Carl L. Maston (born Carl Mastopietro, June 17, 1915 – May 31, 1992) was an influential Los Angeles mid-century modern architect.



Biography 
Maston was born to an Italian father and English mother.  Ultimately choosing the architectural profession over a career in music, 
Maston designed more than 100 buildings, including private residences,
apartment buildings, shopping centers and large-scale institutional projects.  Upon graduating from the University of Southern California he worked for the offices of Floyd Rible, A. Quincy Jones, Fred Emmons, Phil Daniel, and Allied Architects.
After serving in World War II, Maston returned to Los Angeles and opened his
first office in Beverly Hills. In 1946, he was commissioned to build the Pandora
Apartments, marking the beginning of his experimentation with gardenapartment
design. In 1954, Maston completed his portion of the quintessential
California apartment complex, the National Boulevard Apartments (Maston
designed one building, architect Ray Kappe the other). In 1960, he designed the now demolished Valley Ice Skating Center which featured a barrel vaulted tensile concrete roof. Among his most noted accomplishments are the Cal Poly Pomona College of Environmental Design, and the Creative Arts Building at the
California State University, San Bernardino.

In the 1980s he married Edith Carissimi, who for four decades, ran Musso & Frank Grill, Hollywood's oldest restaurant and celebrity haunt.

### Records provided
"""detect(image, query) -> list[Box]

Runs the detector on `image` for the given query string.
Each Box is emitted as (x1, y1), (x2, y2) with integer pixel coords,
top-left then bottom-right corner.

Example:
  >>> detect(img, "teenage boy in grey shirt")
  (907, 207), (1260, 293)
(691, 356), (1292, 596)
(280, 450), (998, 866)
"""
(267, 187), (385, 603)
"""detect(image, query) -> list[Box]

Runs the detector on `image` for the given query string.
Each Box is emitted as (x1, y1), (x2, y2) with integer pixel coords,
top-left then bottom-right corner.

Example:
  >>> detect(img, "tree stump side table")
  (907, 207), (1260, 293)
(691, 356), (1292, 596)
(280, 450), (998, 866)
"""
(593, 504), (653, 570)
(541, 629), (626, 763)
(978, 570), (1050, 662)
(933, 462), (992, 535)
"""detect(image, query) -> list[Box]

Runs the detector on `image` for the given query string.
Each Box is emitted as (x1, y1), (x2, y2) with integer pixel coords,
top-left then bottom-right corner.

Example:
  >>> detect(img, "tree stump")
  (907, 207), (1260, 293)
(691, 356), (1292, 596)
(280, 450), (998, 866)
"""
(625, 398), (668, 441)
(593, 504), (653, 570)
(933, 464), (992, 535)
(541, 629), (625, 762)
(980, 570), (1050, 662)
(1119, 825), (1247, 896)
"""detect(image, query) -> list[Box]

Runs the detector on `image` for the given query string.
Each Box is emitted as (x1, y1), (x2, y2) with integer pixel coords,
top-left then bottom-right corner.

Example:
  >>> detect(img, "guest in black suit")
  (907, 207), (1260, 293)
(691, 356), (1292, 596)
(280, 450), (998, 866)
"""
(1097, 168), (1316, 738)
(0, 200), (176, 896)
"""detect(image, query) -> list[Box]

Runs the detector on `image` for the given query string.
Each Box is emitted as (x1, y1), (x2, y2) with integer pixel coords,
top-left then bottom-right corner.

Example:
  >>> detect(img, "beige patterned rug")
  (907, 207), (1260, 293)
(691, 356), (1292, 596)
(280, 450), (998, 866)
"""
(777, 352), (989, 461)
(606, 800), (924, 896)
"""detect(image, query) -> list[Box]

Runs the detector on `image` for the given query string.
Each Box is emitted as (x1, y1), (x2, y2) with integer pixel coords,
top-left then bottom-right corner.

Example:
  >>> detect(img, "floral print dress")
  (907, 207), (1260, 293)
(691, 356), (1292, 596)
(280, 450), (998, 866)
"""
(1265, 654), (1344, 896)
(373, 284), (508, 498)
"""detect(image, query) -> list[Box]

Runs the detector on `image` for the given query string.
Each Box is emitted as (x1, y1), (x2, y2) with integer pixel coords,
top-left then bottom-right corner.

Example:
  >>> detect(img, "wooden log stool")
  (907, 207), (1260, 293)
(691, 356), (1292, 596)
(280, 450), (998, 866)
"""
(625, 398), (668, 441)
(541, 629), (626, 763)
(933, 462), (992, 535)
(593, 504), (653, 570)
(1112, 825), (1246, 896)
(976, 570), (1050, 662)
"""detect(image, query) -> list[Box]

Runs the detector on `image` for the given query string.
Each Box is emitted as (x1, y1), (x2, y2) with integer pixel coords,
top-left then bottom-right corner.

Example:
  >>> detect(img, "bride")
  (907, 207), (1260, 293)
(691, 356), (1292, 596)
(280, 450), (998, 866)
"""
* * *
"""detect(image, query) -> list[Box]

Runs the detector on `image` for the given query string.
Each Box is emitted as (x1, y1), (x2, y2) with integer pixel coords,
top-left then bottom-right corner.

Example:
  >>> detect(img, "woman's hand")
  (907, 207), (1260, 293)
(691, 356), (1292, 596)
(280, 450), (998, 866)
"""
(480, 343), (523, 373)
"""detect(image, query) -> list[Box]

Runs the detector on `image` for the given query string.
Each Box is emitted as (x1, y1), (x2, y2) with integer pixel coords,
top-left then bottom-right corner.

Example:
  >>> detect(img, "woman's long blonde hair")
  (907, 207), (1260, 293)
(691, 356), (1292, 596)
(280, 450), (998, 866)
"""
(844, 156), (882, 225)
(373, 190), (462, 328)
...
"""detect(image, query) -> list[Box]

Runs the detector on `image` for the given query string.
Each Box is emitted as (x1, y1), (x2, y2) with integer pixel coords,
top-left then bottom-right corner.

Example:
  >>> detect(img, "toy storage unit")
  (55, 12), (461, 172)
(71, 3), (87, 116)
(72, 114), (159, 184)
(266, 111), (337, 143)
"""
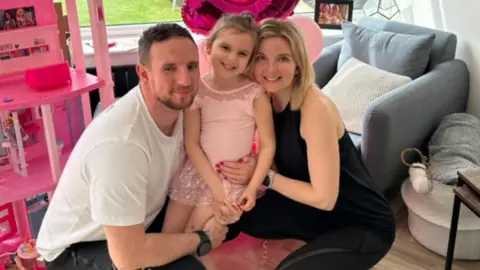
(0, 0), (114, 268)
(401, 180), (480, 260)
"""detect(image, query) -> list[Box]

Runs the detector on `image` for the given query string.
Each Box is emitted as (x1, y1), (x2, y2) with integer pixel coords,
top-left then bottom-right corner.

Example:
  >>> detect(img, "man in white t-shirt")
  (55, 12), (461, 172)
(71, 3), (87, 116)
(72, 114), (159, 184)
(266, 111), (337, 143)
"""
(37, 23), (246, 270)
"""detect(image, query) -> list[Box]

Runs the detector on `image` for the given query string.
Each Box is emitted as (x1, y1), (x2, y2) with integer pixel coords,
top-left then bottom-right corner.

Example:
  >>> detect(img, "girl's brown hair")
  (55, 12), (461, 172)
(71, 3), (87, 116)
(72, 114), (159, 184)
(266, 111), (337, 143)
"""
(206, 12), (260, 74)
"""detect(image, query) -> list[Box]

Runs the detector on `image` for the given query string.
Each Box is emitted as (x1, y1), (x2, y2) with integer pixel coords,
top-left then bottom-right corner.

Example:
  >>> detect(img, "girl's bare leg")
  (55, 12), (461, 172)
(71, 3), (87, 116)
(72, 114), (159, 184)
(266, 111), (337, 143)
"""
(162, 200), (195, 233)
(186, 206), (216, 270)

### What you will do
A – Why does the Maston biography say he completed only "his portion" of the National Boulevard Apartments? Please answer in one to three sentences.
B – Retype the Maston biography from "After serving in" up to and including "University, San Bernardino.".

### The responses
A – The complex had two buildings. Maston designed one of them, and architect Ray Kappe designed the other.

B –
After serving in World War II, Maston returned to Los Angeles and opened his
first office in Beverly Hills. In 1946, he was commissioned to build the Pandora
Apartments, marking the beginning of his experimentation with gardenapartment
design. In 1954, Maston completed his portion of the quintessential
California apartment complex, the National Boulevard Apartments (Maston
designed one building, architect Ray Kappe the other). In 1960, he designed the now demolished Valley Ice Skating Center which featured a barrel vaulted tensile concrete roof. Among his most noted accomplishments are the Cal Poly Pomona College of Environmental Design, and the Creative Arts Building at the
California State University, San Bernardino.